• [EXCERPT TO READ]:

Naomi Klein (2023)

What does it mean for someone to have a double? That is the broad premise of this book, and its a lot broader than it first appears.

Klein’s doppelganger is another author, Naomi Wolf. Both began as liberal and feminist darlings, before “Other Naomi” (Wolf) became a proponent of various consipracy theories and hanging out with right-wing influencers. The two Naomis starte being confused with each other within social media, to the estent that Klein almost starts to lose her own sense of identity and becomes increasingly obsessed with tracking the confusion. (I was darkly amused to check Wolf out on Wikipedia and find that the page starts “Not to be confused with Naomi Klein” – and vice versa for Klein’s entry.)

There’s a certain feeling of narcissism in the account. Maybe Klein is affected so much because she and Wolf both have such curated on-line personalities, so that when Klein’s is intruded upon it feels like a personal attack. Would someone with less commitment to media be so affected? – well, I have to say I hope I never personally find out, because it comes across as a very destabilising experience.

• [PROVIDED INFORMATION]:
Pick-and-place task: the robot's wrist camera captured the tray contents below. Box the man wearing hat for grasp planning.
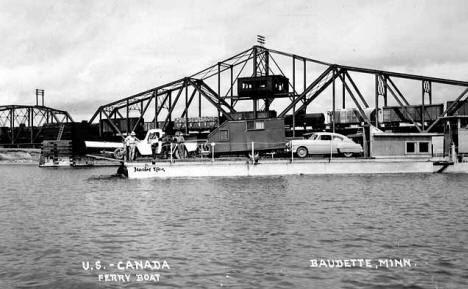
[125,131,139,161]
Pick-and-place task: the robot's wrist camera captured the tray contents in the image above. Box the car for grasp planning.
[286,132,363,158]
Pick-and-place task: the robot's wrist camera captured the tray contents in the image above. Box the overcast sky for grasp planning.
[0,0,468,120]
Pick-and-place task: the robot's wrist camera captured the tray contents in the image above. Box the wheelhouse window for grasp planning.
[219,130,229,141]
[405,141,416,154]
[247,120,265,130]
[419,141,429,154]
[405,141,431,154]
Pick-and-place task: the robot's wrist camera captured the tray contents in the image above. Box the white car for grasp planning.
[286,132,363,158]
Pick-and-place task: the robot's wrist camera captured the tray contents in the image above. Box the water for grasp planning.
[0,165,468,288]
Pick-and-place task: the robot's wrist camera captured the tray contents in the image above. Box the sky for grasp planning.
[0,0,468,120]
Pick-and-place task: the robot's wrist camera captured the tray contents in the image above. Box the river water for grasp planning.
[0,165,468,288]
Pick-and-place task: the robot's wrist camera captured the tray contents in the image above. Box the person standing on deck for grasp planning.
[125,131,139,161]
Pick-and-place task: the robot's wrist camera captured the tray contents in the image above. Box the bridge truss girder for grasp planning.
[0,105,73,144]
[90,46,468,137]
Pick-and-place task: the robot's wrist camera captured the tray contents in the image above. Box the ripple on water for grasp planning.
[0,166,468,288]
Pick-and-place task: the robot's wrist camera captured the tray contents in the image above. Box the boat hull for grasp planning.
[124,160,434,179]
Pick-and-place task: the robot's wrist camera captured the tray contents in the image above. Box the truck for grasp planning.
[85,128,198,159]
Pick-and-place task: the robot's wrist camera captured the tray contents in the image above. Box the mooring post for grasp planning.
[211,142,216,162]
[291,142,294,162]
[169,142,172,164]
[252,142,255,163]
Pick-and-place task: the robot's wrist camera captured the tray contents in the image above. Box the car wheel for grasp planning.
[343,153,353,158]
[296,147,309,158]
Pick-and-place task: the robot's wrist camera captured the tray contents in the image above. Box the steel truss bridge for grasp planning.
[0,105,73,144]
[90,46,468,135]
...
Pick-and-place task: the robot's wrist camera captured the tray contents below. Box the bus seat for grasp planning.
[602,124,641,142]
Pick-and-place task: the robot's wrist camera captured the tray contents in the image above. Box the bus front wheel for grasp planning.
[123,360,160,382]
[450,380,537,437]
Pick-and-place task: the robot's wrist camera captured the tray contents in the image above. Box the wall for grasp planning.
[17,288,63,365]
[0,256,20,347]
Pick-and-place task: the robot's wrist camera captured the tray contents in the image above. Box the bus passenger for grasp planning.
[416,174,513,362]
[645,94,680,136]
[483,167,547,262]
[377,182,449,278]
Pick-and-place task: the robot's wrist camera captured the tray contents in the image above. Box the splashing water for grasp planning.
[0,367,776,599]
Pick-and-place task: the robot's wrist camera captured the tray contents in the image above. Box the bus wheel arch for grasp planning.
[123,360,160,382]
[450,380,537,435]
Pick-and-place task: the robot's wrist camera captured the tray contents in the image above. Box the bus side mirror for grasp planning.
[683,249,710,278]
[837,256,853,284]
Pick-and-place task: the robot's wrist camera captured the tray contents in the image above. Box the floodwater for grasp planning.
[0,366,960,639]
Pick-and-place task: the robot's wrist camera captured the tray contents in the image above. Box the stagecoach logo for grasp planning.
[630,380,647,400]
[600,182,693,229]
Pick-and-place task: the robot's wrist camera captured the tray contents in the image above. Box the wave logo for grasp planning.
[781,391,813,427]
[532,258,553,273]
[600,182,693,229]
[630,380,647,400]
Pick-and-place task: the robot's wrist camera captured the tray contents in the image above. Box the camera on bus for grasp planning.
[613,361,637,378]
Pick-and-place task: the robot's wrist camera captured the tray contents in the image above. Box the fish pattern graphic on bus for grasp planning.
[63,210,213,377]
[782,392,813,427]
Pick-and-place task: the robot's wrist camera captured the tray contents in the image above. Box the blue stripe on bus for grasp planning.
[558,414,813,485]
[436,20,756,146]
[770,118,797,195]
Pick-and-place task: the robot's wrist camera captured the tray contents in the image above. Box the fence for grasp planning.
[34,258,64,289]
* * *
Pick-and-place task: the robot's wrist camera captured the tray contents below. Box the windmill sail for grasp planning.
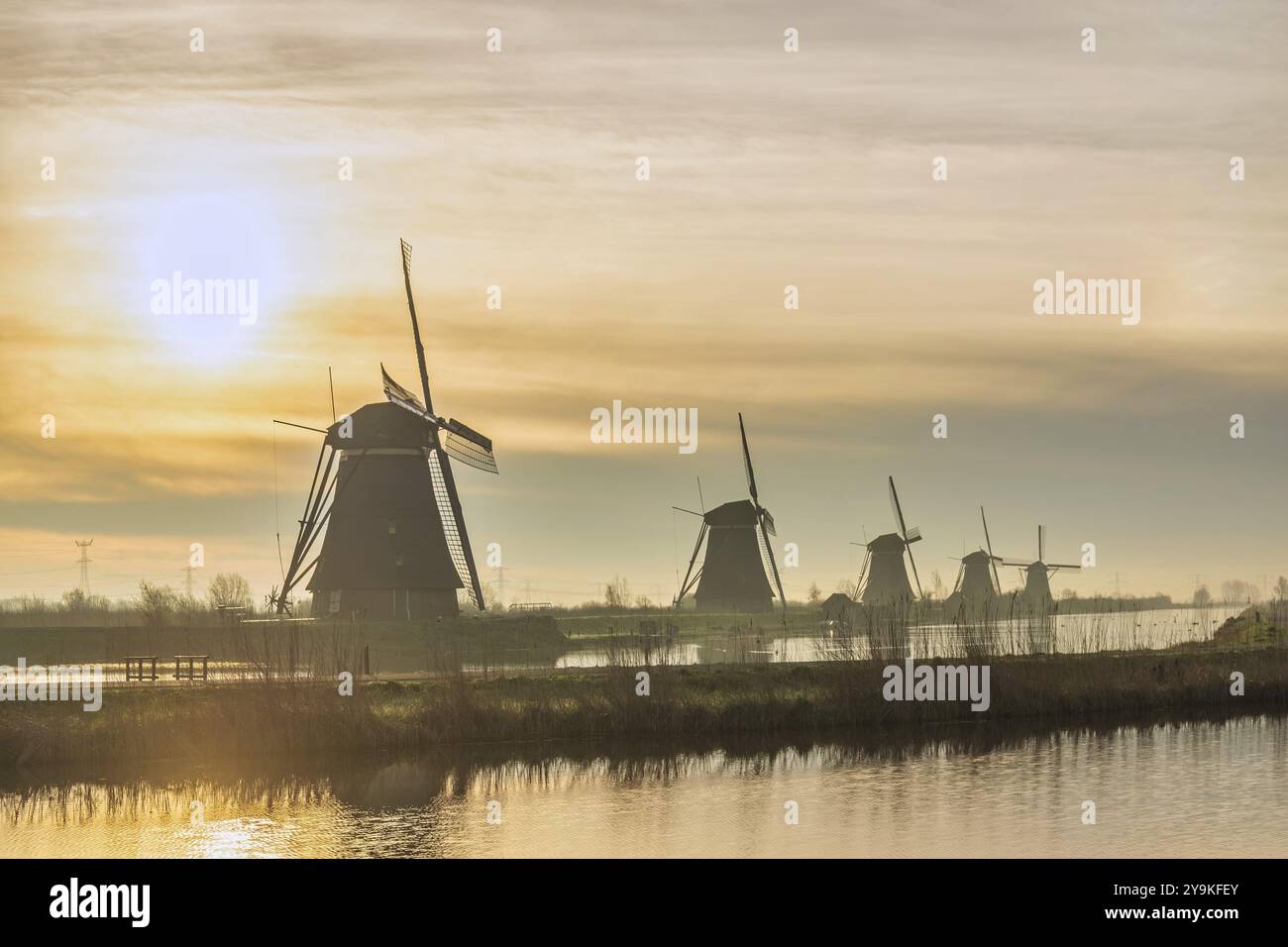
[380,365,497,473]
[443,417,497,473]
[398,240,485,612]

• [GOALS]:
• 1. From the review, copy the passage starting with "Naomi Klein (2023)" and going on through "it first appears.".
• 2. List every name the review uses for Naomi Wolf.
• 3. Continue the review of the 2023 Naomi Klein book from where it stops.

• [OUTPUTS FOR THE TASKS]:
• 1.
Naomi Klein (2023)

What does it mean for someone to have a double? That is the broad premise of this book, and its a lot broader than it first appears.

• 2.
Naomi Wolf
Other Naomi
Wolf

• 3.
Klein does take a broader view of the pheonomenon of “doubling”, which at one level feels unnecessary ad extraneous to this book but that I found quite fascinating in its own right: the idea that doubles appear in lots of circumstances for those with (and even without) a life in the public eye. For an author it’s natural to be worried about how the “double” that is one’s written work is interpreted and re-interpreted after it’s been published, without your control, and how this spills-back on to how people interpret everything you write from then on. Some of the examples feel a little contrived, others quite plausible.

So this book is both a personal memoir and a deeper exploration of a person’s relationship to their own work and life. Both sides are valuable and well worth reading.

4/5. Finished Sunday 2 March, 2025.

(Originally published on Goodreads.)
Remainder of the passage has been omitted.